-- Opening Marker --
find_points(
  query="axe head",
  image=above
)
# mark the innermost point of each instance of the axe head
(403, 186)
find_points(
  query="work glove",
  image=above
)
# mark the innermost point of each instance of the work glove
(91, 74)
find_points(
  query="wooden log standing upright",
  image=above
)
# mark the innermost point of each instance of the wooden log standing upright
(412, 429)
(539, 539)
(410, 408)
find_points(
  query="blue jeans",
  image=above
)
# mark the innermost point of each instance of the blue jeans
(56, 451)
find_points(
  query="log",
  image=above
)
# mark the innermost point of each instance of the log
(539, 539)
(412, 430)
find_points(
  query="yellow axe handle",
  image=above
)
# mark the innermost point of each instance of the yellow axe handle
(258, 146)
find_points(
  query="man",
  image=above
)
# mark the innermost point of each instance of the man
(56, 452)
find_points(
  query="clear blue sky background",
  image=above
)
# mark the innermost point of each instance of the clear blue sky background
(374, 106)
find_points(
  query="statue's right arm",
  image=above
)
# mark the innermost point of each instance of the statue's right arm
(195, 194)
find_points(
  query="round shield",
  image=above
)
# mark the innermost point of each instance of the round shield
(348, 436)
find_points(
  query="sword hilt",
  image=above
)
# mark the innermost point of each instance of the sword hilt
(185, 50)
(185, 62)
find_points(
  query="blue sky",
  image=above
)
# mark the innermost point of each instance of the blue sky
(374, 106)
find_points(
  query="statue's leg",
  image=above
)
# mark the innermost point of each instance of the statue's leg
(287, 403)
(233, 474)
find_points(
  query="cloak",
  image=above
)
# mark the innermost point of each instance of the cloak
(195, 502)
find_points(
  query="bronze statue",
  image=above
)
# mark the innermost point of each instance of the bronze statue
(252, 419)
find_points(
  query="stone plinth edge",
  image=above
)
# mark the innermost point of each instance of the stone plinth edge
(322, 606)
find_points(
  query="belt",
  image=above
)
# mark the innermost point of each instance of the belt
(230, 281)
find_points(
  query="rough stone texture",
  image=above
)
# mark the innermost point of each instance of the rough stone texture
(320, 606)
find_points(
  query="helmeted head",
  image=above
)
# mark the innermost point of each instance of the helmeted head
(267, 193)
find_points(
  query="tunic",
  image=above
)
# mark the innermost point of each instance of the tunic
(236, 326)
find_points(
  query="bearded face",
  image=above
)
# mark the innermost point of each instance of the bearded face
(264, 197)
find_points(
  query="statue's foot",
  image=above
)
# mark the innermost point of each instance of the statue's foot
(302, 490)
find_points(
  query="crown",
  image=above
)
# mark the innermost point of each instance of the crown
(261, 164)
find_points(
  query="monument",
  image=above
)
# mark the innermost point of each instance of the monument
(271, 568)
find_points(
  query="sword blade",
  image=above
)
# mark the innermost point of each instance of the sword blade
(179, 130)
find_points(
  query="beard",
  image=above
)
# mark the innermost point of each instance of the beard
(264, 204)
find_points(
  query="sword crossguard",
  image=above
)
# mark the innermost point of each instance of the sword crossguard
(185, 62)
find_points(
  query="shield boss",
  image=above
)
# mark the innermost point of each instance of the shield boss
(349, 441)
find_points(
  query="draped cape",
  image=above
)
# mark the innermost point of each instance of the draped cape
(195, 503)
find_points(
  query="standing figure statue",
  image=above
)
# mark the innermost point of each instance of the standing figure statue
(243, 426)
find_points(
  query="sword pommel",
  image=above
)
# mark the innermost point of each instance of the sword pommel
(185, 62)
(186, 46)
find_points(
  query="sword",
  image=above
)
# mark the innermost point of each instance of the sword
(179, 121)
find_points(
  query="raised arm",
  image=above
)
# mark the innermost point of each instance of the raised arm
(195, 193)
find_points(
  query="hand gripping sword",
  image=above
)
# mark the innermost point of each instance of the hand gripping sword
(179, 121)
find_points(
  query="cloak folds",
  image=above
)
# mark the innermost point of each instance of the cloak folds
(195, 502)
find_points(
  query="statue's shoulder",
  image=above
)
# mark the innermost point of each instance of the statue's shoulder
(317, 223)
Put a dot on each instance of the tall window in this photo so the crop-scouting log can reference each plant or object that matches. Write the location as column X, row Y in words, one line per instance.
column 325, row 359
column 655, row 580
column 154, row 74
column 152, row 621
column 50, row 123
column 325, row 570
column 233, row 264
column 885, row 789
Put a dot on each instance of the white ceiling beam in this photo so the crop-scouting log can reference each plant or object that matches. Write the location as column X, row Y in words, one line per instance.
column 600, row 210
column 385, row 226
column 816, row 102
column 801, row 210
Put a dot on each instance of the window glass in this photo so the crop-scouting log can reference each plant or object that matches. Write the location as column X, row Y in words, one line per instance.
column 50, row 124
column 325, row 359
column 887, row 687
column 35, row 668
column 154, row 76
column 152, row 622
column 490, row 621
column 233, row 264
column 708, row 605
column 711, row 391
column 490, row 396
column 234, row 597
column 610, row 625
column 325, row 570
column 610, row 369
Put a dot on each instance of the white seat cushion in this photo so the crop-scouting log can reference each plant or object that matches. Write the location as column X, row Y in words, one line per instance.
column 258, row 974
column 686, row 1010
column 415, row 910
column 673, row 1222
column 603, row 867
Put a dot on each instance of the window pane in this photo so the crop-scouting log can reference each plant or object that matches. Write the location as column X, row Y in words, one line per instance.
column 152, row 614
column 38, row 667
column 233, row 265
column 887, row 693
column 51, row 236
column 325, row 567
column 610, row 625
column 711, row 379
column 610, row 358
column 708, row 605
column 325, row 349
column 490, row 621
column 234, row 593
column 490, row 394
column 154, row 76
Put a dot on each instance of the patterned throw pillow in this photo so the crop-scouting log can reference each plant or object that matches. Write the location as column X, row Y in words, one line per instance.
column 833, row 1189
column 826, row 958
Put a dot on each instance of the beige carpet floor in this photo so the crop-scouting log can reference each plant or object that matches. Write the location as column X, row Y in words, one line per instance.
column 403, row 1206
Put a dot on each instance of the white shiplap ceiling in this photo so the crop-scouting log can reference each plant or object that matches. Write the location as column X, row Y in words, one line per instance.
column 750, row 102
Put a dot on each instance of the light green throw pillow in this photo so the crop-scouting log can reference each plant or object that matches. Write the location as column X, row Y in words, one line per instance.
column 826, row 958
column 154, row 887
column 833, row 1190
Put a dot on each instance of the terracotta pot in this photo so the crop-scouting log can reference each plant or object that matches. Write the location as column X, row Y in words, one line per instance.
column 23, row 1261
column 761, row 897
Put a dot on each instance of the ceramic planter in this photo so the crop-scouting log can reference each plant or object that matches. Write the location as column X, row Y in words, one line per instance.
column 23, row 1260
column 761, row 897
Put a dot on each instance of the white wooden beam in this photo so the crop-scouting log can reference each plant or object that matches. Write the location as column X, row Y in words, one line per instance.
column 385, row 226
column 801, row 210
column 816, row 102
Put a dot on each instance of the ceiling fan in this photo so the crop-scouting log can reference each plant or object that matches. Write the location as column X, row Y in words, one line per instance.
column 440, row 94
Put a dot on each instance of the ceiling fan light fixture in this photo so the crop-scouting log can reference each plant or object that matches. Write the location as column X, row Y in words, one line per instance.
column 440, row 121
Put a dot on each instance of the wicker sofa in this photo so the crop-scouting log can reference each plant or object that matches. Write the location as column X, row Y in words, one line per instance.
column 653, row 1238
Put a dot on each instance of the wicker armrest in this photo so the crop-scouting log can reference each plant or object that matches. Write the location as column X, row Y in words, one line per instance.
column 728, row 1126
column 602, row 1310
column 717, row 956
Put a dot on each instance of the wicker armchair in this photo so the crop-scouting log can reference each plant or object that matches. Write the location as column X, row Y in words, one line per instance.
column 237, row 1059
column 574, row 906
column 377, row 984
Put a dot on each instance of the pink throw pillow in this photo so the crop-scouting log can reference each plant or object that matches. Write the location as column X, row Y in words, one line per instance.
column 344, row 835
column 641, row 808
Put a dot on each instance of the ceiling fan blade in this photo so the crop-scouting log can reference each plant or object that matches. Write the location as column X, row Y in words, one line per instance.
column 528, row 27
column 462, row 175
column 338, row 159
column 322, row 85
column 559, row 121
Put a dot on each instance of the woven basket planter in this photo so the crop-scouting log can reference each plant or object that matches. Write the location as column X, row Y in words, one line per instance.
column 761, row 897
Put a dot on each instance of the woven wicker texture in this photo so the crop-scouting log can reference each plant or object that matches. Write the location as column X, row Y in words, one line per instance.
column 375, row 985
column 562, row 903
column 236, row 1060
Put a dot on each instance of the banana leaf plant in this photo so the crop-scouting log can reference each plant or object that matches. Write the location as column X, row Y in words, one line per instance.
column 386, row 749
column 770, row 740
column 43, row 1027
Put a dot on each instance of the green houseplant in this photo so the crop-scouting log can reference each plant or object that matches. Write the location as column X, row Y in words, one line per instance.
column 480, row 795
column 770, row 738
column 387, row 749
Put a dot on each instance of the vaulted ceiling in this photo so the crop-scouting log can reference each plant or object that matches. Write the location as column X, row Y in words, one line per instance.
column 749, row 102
-- Closing Marker --
ACTIVITY: What goes in the answer is the run of lines from the one holding "Put a dot on each instance of the woven wicker" to the end of the entries, reproduced exactly and with nothing else.

RESPONSE:
Put a dot on each instance of the woven wicker texture in this photo so the crop-scouting log can reference each plant or object that matches. Write the location as column X, row Y in words, one line per instance.
column 375, row 985
column 562, row 903
column 236, row 1060
Put a dot on each instance of the banana leaf plant in this photo so the crop-scouting log can reference each plant or object that matches. Write the location as column X, row Y in words, one line per instance.
column 386, row 749
column 770, row 740
column 43, row 1027
Put a dot on each instance of the green houseplant in this photo so the crop-scouting log can reference each plant or object that matches. Write the location as column X, row Y in words, one line per instance.
column 480, row 795
column 770, row 738
column 387, row 749
Put a dot on each instance of the vaulted ceiling in this photo so the crop-scouting log can reference each plant or object that matches. Write the location as column X, row Y in words, one line per instance.
column 749, row 102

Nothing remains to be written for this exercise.